**Exercise passage**:
• • • •
# Let's Get Ready to Ruuuummbbble! The Fight Club



## Penny & Maggie's Mom

Boy, Sawyer is getting SO big. I was really surprised !!! I was very impressed at how patient Geddy was when he grabbed her ears in the first video...... youngsters !!!lol


----------



## Maggies mom

Looks like my house just in slow motion..lol....Sawyer is growing so fast.... great videos


----------



## Lego&Jacub

LOL Maggie's Mom... too funny!!! And I bet, you probably have that going on in three different piles LMBO!!!

Penny&Maggie's Mom... Both Sawyer and Geddy give as good as they get... but somehow Geddy is also very sweet in allowing him to get away with the ear grabs. She just loves her little man!!! Sawyer IS getting big isn't he?? He's over 40 lbs now, and is really starting to look like a little doggie... not so puppyish anymore!


----------



## monomer

Hey, that's a mighty big water bowl you've got out for those puppies. I guess they can work up a powerful thirst when fighting hard in the backyard.

Is this the fight thread? ...if not, I will have to start a "Fight Club" thread... but first I gotta get some new fight videos, all I have right now is old ones. I think that will be my task for tomorrow... video Sid and Soph in fight mode.


----------



## Lego&Jacub

Monomer... yeah this is the thread for fights lol!! Didn't title it properly tho... perhaps you can rename it for me?? Can't wait to see Sid and Soph in action!!!


----------



## monomer

Okay... this is an old one but it is one of my favorites... it'll just have to do until I can get some new footage...


----------



## AndyFarmer

Maggies mom said:


> Looks like my house just in slow motion..lol....Sawyer is growing so fast.... great videos


I was thinking the EXACT same thing!!! LOL


----------



## monomer

Anyone with a 'fight' vid, join in and post them here... I wanna see some dog-fightin' action...
• • • •
**Dataset entries**:
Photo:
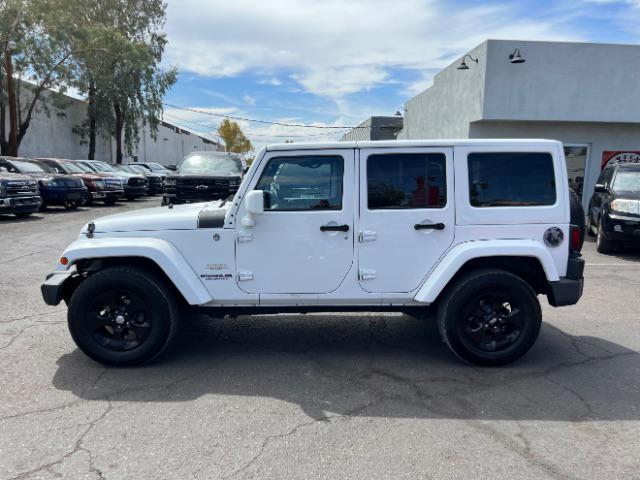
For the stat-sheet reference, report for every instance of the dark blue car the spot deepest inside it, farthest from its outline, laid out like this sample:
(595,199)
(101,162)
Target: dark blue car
(55,189)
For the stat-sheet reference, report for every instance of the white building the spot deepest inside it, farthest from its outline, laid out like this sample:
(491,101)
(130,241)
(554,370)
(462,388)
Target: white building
(53,136)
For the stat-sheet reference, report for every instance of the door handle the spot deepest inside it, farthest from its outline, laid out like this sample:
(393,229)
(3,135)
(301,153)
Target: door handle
(334,228)
(429,226)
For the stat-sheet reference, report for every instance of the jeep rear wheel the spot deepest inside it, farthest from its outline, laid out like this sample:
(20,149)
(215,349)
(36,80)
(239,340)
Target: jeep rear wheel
(489,317)
(122,316)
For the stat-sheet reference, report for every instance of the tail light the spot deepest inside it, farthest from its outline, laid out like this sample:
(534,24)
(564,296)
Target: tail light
(576,239)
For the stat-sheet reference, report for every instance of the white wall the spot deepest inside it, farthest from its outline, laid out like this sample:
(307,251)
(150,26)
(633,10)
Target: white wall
(52,136)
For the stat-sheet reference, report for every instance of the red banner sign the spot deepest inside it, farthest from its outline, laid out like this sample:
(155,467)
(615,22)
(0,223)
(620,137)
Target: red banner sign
(621,157)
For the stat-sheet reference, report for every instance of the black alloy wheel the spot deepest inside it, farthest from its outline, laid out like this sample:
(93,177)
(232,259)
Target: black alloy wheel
(119,320)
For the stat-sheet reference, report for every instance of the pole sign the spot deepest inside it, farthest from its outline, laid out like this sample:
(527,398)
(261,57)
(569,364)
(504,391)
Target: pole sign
(620,157)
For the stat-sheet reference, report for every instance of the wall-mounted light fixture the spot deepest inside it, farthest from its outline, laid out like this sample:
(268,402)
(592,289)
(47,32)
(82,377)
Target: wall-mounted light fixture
(516,57)
(463,65)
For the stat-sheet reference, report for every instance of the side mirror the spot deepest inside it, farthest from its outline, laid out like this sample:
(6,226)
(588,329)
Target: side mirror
(254,205)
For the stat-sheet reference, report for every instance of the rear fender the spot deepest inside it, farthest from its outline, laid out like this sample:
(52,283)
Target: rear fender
(159,251)
(460,254)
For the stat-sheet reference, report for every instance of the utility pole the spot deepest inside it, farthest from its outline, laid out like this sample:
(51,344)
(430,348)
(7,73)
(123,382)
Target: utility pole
(13,114)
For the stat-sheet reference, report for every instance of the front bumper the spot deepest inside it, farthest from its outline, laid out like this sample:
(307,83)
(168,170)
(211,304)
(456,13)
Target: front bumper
(108,195)
(20,204)
(60,196)
(53,289)
(135,191)
(621,228)
(568,290)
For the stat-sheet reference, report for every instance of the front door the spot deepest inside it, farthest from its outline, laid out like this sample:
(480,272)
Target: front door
(406,216)
(303,242)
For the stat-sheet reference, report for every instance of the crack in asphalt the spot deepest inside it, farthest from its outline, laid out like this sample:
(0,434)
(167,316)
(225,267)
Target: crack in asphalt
(76,448)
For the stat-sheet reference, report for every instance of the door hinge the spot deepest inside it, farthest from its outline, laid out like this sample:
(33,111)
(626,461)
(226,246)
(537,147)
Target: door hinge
(245,276)
(244,237)
(367,236)
(365,274)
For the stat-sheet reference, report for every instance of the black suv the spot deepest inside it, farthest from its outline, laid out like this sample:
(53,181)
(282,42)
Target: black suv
(614,210)
(54,188)
(204,176)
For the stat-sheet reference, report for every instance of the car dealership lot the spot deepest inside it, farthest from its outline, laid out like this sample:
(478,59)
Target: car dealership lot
(315,396)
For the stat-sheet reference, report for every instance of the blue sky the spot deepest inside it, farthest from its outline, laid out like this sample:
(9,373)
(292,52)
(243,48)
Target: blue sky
(337,62)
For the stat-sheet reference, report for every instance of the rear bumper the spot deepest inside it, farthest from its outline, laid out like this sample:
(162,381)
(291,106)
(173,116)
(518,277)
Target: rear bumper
(568,290)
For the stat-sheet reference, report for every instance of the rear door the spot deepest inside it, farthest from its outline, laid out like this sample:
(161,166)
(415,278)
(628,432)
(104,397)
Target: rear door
(406,215)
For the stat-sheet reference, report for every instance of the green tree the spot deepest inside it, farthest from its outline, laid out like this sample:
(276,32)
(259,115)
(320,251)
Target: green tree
(124,86)
(36,53)
(233,137)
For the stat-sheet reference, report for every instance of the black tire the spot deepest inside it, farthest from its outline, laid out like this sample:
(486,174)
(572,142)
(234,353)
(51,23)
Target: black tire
(577,214)
(603,245)
(122,316)
(513,308)
(589,227)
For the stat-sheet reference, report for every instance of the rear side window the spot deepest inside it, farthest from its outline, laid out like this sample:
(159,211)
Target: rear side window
(505,179)
(406,180)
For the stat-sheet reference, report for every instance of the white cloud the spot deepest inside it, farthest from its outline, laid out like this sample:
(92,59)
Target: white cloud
(335,48)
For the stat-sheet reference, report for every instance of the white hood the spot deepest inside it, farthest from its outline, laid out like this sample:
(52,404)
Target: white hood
(179,217)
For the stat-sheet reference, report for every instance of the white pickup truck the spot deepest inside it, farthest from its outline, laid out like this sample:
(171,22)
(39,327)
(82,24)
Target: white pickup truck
(474,230)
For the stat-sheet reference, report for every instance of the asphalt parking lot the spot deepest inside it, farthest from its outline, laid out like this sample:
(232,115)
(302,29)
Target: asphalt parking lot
(315,396)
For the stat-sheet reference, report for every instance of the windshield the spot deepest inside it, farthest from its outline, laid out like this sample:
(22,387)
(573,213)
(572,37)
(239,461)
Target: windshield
(138,169)
(627,182)
(209,163)
(31,167)
(67,167)
(84,167)
(103,167)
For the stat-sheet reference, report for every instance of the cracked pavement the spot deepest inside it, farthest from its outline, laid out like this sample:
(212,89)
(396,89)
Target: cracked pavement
(357,396)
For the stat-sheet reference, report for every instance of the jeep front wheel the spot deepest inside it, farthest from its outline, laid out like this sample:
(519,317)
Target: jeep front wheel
(489,317)
(122,316)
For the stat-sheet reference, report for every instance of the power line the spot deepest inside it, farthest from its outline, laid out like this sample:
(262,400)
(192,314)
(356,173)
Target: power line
(205,129)
(266,122)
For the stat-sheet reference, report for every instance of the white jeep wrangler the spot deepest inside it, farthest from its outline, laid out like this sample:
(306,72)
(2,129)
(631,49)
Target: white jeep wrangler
(476,228)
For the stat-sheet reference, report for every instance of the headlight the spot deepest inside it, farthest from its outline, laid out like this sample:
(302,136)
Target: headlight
(626,206)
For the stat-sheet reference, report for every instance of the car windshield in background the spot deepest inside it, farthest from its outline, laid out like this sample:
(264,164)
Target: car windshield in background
(68,167)
(137,169)
(84,167)
(103,167)
(156,167)
(627,182)
(210,163)
(31,167)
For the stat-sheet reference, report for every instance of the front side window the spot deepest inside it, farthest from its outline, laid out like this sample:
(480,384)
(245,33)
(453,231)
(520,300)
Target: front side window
(627,181)
(221,164)
(511,179)
(303,183)
(406,180)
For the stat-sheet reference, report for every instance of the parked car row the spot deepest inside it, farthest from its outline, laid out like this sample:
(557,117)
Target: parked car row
(28,185)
• • • •
**Task instructions**:
(A) Name every person who posts in the fight thread, listing each username once.
(B) Rewrite the fight thread from the words "## Maggies mom" through "so puppyish anymore!", and put "clips" in place of "videos".
The items above stand apart from the fight thread and have nothing to do with it.

**Numbered responses**:
(A)
Penny & Maggie's Mom
Maggies mom
Lego&Jacub
monomer
AndyFarmer

(B)
## Maggies mom

Looks like my house just in slow motion..lol....Sawyer is growing so fast.... great clips


----------



## Lego&Jacub

LOL Maggie's Mom... too funny!!! And I bet, you probably have that going on in three different piles LMBO!!!

Penny&Maggie's Mom... Both Sawyer and Geddy give as good as they get... but somehow Geddy is also very sweet in allowing him to get away with the ear grabs. She just loves her little man!!! Sawyer IS getting big isn't he?? He's over 40 lbs now, and is really starting to look like a little doggie... not so puppyish anymore!